** Dataset records **
- - -
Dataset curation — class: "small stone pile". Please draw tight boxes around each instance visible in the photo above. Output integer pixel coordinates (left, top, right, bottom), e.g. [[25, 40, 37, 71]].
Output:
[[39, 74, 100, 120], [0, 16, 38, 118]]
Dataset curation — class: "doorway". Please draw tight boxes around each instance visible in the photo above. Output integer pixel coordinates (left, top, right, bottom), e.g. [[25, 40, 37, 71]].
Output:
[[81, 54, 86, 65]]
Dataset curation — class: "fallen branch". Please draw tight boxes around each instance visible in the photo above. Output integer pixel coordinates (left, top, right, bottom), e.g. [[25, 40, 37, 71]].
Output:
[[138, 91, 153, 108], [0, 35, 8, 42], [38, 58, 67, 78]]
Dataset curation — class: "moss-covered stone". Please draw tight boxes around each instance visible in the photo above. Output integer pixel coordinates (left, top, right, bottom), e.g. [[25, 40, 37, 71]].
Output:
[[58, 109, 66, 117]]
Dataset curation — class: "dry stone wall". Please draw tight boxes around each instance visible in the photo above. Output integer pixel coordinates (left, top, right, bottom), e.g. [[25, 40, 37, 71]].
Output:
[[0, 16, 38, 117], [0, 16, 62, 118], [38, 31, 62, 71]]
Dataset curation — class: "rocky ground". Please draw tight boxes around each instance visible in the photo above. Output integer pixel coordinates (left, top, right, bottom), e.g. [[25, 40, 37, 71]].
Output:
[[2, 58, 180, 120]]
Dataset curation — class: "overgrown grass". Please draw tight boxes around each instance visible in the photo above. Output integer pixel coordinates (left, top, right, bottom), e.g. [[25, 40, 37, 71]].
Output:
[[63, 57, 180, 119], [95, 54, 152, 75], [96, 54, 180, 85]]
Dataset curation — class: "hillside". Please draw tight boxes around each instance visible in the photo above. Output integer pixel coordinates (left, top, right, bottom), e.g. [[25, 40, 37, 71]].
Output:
- - -
** What the task asks **
Reproduce every record above verbatim, from the first line through the last, with no changes.

** Answer to this problem **
Dataset curation — class: "small stone pile". Please draw tight boxes around each instance visible in the photo above. Output integer pixel coordinates (left, top, right, bottom), e.g. [[25, 40, 37, 71]].
Output:
[[39, 74, 100, 120], [0, 16, 38, 118]]
Dataset curation — class: "doorway". Please draw tight boxes around each instance visible in the photo above. Output integer pixel coordinates (left, top, right, bottom), e.g. [[25, 40, 37, 71]].
Output:
[[81, 54, 86, 65]]
Dataset curation — class: "fallen branch". Please draw tight boxes around each instance visible in the photo above. Output integer pixel coordinates (left, top, right, bottom), e.g. [[25, 40, 37, 71]].
Output:
[[138, 91, 153, 108], [0, 35, 8, 42], [38, 58, 67, 78]]
Dataset curation — class: "moss-covered stone". Please draw tight boxes around each instance visible in the photo above. Output integer pixel coordinates (left, top, right, bottom), e.g. [[25, 40, 37, 71]].
Output:
[[58, 109, 66, 117]]
Dataset curation — class: "dry stone wall". Please draw tight boxes around each instance visible in the photo above. Output integer pixel coordinates (left, top, right, bottom), e.g. [[25, 40, 37, 71]].
Output:
[[0, 16, 38, 117], [0, 16, 62, 118], [38, 31, 62, 71]]
Dataset curation — class: "rocky ground". Please draw tight boxes around each instance visible in the photo above. Output integer pixel coordinates (left, top, right, bottom), e.g. [[25, 40, 37, 71]].
Output:
[[2, 58, 180, 120]]
Dataset curation — class: "overgrown grass". Please draw tight boxes around each instance visible in the photo above. Output integer pixel coordinates (left, top, right, bottom), e.g. [[25, 40, 37, 71]].
Output:
[[63, 57, 180, 119], [95, 54, 152, 75], [96, 54, 180, 85]]
Dataset curation — class: "hillside". Please draw tight boxes around each instance visible in the photo above. Output integer pixel coordinates (left, top, right, bottom), e.g. [[25, 40, 37, 71]].
Output:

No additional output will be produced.